→ Document segment:
Let’s start with the fact that empires were not invented by the modern European nations whose advanced ships and guns were more effective in maintaining them than forced marches and pikes. Stronger nations have colonised weaker ones since the beginning of recorded history; indeed, before there were nations in our modern sense at all. Greeks and Romans built empires, as did the Chinese, the Assyrians, the Aztecs, the Malians, the Khmer and the Mughals. Those empires operated with varying degrees of brutality and repression, but all of them were based on an equation of might and right, which amounts to no concept of right at all. All of them used their power to compel weaker groups to surrender resources, submit tribute, press soldiers into service for further imperial wars, and accept commands that overrode local custom and law. As far as we know, there was one thing they lacked: a guilty conscience.

Susan Neiman

11 comments to Samizdata quote of the day – lets be more inclusive when discussing colonialism

  • Steven R

    It really comes down to the question of whether or not a culture believes in itself as a superior culture. The Greeks, Romans, Mongols, Ottomans, Byzantines, Victorian Europeans, Aztecs, Normans, Japanese, Americans, and everyone else who have ever shown up and conquered someone else all thought their cultures were the top of the heap. They might take something from the conquered, like how the Romans simply renamed a bunch of Greek gods, but if you asked any of them they would all say their culture was superior and would tell you why.

→ What you need to do:
1. List the peoples that the first paragraph of the text on empires and colonialism names as builders of empires.
2. Extend the text on empires and colonialism, starting after its last sentence.

→ Provided data:
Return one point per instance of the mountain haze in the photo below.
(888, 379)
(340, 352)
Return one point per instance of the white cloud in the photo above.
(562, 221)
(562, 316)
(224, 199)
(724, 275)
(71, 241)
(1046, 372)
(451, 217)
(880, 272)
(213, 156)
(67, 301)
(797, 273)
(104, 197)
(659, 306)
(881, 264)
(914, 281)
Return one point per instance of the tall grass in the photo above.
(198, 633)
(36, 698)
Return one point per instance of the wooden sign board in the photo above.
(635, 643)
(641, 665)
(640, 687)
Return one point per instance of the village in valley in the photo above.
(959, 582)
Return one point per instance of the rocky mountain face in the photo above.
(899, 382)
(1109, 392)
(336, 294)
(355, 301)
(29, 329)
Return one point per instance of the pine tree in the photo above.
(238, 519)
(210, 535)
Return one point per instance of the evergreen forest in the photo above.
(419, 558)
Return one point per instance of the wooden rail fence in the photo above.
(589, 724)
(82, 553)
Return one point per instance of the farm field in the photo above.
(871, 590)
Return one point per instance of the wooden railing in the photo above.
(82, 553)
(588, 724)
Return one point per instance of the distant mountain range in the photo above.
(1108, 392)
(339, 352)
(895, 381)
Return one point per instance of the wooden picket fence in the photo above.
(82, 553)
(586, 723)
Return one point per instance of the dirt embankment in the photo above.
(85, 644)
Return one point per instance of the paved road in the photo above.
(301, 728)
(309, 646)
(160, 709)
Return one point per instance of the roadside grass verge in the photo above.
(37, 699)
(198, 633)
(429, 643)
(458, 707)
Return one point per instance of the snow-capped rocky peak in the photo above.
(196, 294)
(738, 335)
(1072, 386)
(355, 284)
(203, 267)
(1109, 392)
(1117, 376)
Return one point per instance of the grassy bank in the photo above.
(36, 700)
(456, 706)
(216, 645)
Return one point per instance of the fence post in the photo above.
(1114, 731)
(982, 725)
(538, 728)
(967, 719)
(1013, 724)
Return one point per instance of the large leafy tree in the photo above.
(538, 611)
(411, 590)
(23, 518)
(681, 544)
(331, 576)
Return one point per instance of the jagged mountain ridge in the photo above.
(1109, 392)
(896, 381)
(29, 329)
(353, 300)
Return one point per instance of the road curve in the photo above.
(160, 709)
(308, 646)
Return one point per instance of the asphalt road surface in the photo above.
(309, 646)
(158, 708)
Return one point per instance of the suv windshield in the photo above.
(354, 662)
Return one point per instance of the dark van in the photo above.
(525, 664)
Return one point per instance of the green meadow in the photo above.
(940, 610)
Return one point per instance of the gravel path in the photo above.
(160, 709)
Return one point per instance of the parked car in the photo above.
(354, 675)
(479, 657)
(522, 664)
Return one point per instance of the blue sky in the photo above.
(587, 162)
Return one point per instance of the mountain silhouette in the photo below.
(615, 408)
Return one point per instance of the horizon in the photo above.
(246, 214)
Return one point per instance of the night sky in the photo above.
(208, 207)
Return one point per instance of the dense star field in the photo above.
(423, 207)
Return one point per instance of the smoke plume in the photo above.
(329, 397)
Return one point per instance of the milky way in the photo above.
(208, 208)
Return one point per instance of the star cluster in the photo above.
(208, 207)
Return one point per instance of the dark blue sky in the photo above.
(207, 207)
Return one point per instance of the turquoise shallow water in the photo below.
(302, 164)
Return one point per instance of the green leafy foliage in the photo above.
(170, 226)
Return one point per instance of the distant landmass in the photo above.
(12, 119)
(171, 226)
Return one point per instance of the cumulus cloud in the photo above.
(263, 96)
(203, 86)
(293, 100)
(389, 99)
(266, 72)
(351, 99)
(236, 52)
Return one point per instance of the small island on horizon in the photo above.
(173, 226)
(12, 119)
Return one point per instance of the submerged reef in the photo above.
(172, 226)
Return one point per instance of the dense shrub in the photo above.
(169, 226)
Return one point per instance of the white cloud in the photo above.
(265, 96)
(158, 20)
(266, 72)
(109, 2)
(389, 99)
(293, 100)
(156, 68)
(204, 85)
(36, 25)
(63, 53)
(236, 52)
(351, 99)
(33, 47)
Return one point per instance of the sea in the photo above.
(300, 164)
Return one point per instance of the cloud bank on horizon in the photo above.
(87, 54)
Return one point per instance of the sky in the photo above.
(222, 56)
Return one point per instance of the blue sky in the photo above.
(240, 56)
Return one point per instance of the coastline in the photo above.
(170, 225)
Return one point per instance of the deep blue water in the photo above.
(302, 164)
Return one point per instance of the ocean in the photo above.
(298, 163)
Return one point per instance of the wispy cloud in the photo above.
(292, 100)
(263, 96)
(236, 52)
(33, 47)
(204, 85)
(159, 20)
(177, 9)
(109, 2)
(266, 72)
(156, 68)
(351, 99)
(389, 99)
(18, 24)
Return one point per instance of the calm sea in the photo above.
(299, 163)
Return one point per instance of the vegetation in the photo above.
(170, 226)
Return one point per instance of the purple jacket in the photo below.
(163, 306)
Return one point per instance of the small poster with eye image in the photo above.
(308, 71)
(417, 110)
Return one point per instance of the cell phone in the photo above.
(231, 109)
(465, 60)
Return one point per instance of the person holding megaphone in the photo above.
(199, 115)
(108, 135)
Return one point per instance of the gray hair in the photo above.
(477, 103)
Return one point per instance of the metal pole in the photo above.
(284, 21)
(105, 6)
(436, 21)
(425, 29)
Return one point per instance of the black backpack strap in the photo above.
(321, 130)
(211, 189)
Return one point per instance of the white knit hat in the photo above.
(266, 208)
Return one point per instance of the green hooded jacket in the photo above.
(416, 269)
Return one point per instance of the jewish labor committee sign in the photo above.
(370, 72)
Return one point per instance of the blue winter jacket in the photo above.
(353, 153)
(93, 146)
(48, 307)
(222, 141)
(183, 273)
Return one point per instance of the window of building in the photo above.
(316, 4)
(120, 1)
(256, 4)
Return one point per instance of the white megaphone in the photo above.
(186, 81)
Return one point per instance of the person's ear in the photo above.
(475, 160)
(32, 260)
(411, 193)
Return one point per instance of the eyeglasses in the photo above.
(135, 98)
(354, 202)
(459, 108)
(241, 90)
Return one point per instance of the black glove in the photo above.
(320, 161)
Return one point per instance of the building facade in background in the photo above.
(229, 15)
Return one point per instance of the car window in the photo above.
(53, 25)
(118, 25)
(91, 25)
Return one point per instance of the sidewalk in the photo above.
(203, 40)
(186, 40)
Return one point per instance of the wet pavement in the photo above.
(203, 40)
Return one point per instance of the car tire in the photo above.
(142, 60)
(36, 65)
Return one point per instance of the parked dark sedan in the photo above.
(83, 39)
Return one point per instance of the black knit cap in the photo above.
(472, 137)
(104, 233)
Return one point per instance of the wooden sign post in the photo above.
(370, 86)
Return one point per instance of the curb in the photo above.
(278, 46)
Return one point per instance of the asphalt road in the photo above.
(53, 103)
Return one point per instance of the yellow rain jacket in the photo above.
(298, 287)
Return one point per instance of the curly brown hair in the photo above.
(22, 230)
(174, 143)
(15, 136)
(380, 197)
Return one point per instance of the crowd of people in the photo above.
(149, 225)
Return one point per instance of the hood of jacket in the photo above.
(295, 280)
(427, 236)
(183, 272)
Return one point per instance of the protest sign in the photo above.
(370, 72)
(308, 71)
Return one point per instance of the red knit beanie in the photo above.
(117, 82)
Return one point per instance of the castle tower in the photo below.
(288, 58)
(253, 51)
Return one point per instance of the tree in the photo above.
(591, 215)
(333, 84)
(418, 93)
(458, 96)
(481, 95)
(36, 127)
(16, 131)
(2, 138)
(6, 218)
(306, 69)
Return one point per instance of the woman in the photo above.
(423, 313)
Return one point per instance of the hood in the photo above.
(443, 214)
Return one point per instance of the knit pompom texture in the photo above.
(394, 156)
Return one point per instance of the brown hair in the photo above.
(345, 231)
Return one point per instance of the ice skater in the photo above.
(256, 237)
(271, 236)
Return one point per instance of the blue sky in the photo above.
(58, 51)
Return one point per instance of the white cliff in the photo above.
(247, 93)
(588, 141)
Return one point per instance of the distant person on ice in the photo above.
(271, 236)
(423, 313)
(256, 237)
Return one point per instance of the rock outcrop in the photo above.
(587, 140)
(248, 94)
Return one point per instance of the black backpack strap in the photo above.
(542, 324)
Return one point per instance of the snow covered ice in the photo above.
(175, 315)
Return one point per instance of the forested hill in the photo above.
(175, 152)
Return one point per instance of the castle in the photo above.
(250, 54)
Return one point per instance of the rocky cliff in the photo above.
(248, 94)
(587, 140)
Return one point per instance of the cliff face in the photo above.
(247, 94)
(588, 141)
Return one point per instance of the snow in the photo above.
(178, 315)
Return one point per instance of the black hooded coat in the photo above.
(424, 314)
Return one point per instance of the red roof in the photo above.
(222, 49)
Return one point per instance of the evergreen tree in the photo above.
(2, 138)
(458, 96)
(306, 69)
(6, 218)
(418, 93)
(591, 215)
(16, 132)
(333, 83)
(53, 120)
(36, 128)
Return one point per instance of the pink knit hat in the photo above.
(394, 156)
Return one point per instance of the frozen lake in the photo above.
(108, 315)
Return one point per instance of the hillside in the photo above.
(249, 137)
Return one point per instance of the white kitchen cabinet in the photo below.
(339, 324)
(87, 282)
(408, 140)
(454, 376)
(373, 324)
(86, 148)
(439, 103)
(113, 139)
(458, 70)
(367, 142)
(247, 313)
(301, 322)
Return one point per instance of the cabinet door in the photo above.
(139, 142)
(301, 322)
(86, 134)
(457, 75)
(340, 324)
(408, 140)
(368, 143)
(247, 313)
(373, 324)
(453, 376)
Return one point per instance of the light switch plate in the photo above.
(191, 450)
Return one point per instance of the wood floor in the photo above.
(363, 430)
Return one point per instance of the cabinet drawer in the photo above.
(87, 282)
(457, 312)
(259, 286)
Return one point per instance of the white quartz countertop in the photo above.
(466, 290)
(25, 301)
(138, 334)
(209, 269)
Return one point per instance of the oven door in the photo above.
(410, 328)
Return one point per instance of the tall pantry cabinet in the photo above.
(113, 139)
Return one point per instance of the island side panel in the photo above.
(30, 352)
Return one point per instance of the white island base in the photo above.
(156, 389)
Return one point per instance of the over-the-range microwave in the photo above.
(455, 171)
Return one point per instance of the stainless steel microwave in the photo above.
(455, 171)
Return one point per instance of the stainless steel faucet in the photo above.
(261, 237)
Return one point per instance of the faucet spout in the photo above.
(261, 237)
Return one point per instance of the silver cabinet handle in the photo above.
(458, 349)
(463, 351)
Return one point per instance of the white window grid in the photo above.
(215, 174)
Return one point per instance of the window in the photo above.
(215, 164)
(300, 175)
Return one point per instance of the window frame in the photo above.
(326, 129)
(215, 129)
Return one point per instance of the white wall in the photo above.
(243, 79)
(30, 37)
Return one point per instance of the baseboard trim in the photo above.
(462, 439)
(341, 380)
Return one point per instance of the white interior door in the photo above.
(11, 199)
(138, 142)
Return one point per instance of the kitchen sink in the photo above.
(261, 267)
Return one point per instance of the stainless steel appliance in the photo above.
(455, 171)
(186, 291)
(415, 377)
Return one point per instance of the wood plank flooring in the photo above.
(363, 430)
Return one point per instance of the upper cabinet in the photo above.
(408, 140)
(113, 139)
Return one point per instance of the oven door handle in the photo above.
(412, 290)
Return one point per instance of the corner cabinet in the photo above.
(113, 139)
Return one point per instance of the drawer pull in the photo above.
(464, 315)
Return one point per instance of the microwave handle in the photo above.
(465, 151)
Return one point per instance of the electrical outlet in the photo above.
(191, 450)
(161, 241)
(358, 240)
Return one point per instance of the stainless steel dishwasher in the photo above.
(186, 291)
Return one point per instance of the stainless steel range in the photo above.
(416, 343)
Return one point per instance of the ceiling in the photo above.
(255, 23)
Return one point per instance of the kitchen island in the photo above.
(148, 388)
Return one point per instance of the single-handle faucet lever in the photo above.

→ Answers to the exercise:
1. Greeks, Romans, Chinese, Assyrians, Aztecs, Malians, Khmer, Mughals

2.
    WW1 was an existential crisis for the Anglosphere, French, Belgians, Russians, and the rest. WW2 just made that crisis worse because our own ideas of our own superiority didn’t stack up to death camps and cities around the world bombed flat. How could civilized Europeans, and Germans were Europeans, do those things and how could French and English colonies still be subjected to the indignities that came with being colonies, and how could we condemn the Nazis for their views on racial inferiority while still treating blacks and Indians (dots and feathers) as subpar to whites? Where does the White Man’s Burden to pull the colonized out of what we consider to be barbarism fit in? What happens if/when we decide to just leave the colonized areas and do we owe them support for some period? Is there a way for a multicultural/multiracial “empire” to exist or would it just be best to say “a place for every race” and let non-whites live in non-white places? Those were real questions that had to be grappled with.

    And then we get to throw Communists into the mix who were looking to bring the West down and used our own introspection and sense of fairness and equality against us. And then throw in the bleeding hearts in academia and the media. And people and companies and organizations with agendas.

    It’s just too simplistic to chalk it up to the woke provide us with the guilty conscience we somehow needed.

  • phwest

    The European Empires fell because they were no longer profitable and had largely bankrupted themselves after two world wars and thus lacked the resources to attempt to recover the situation. Those that did not acknowledge the situation voluntarily (mainly France) were kicked out by force. It wasn’t a guilty conscience that caused the French to abandon Algeria (which had a significant French population and was official a province of France, not an imperial possession like Viet Nam). They fought a bloody war against the local Arab populations for years before finally coming to grips with the truth that they lacked the power to control the country at a cost they were willing to pay.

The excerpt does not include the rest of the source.